[Records from a collection]
_ _ _ _ _ _ _

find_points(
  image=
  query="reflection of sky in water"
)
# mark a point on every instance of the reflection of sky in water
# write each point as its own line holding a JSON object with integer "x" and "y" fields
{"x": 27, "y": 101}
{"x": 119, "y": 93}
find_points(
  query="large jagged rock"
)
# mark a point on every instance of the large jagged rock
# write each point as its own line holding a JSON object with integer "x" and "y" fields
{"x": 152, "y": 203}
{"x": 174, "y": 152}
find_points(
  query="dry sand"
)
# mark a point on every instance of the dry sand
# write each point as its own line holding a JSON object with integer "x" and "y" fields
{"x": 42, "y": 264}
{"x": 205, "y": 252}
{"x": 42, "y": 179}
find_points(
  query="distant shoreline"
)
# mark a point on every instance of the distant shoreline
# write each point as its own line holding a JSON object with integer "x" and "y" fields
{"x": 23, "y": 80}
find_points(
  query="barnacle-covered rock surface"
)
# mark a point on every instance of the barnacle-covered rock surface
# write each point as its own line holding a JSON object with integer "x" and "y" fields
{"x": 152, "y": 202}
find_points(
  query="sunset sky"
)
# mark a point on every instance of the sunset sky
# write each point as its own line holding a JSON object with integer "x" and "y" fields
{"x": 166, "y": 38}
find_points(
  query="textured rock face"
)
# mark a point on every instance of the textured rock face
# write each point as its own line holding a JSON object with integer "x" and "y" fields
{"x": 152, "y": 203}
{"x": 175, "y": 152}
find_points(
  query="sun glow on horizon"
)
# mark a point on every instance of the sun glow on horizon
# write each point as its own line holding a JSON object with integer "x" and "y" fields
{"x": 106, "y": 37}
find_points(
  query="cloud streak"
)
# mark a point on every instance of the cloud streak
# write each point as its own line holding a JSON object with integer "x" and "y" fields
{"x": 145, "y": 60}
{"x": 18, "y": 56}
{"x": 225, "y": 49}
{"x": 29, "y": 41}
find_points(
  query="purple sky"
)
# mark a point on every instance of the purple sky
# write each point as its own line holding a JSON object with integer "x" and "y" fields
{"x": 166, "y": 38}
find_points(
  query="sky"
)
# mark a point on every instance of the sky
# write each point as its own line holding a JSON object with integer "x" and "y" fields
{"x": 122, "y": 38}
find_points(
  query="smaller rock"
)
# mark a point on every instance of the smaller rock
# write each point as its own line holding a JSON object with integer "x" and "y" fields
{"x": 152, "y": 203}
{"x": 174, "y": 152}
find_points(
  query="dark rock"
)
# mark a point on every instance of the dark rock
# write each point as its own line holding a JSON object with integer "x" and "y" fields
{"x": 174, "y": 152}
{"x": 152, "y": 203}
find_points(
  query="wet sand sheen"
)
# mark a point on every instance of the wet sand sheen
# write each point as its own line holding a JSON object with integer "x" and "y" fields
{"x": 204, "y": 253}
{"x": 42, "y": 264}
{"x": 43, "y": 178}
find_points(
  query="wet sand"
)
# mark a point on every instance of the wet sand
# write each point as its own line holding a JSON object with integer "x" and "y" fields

_ _ _ _ _ _ _

Reproduce every record above exactly as it appears.

## [SOLUTION TO THIS EXERCISE]
find_points(
  image=
  query="reflection of sky in water"
)
# mark a point on every instance of the reflection of sky in water
# write each point as its own line holding a JSON object with integer "x" and "y" fields
{"x": 27, "y": 101}
{"x": 119, "y": 93}
find_points(
  query="large jagged rock"
)
# mark a point on every instance of the large jagged rock
# write each point as its own line holding a JSON object with integer "x" and "y" fields
{"x": 152, "y": 203}
{"x": 174, "y": 152}
find_points(
  query="dry sand"
)
# mark a point on every instance of the dry sand
# write each point as its own line holding a JSON object with integer "x" and "y" fields
{"x": 42, "y": 264}
{"x": 205, "y": 252}
{"x": 42, "y": 179}
find_points(
  query="distant shoreline"
)
# mark a point on every instance of the distant shoreline
# write each point as its own line holding a JSON object with integer "x" and "y" fields
{"x": 23, "y": 80}
find_points(
  query="barnacle-covered rock surface"
)
# mark a point on every instance of the barnacle-covered rock surface
# write each point as its own line holding a JSON object with integer "x" and "y" fields
{"x": 152, "y": 202}
find_points(
  query="sunset sky"
)
# mark a point on every instance of the sunset sky
# write each point as its own line holding a JSON object with integer "x" and "y" fields
{"x": 166, "y": 38}
find_points(
  query="textured rock face"
)
# mark a point on every instance of the textured rock face
# write each point as its own line holding a JSON object with integer "x" and "y" fields
{"x": 152, "y": 203}
{"x": 175, "y": 152}
find_points(
  query="sun glow on horizon"
)
# mark a point on every instance of the sun glow on horizon
# write each point as its own line holding a JSON object with integer "x" and "y" fields
{"x": 106, "y": 37}
find_points(
  query="cloud streak"
)
# mark a point on every instance of the cloud streak
# write each point as its own line holding a JSON object with integer "x" and "y" fields
{"x": 145, "y": 60}
{"x": 18, "y": 56}
{"x": 225, "y": 49}
{"x": 29, "y": 41}
find_points(
  query="purple sky"
)
# mark a point on every instance of the purple sky
# write each point as its own line holding a JSON object with integer "x" and "y" fields
{"x": 166, "y": 38}
find_points(
  query="sky"
)
# mark a point on every instance of the sky
# write each point as its own line holding a JSON object with integer "x" and "y" fields
{"x": 122, "y": 38}
find_points(
  query="smaller rock"
)
# mark a point on every instance of the smaller rock
# write each point as its own line holding a JSON object with integer "x" and "y" fields
{"x": 152, "y": 203}
{"x": 174, "y": 152}
find_points(
  query="dark rock"
)
# mark a point on every instance of the dark rock
# write each point as its own line holding a JSON object with integer "x" and "y" fields
{"x": 174, "y": 152}
{"x": 152, "y": 203}
find_points(
  query="wet sand sheen"
)
# mark a point on every instance of the wet sand sheen
# write each point as its own line holding a JSON object with integer "x" and "y" fields
{"x": 204, "y": 253}
{"x": 42, "y": 264}
{"x": 43, "y": 178}
find_points(
  query="wet sand"
)
# mark a point on every instance of the wet sand
# write each point as its own line holding a JSON object with integer "x" and "y" fields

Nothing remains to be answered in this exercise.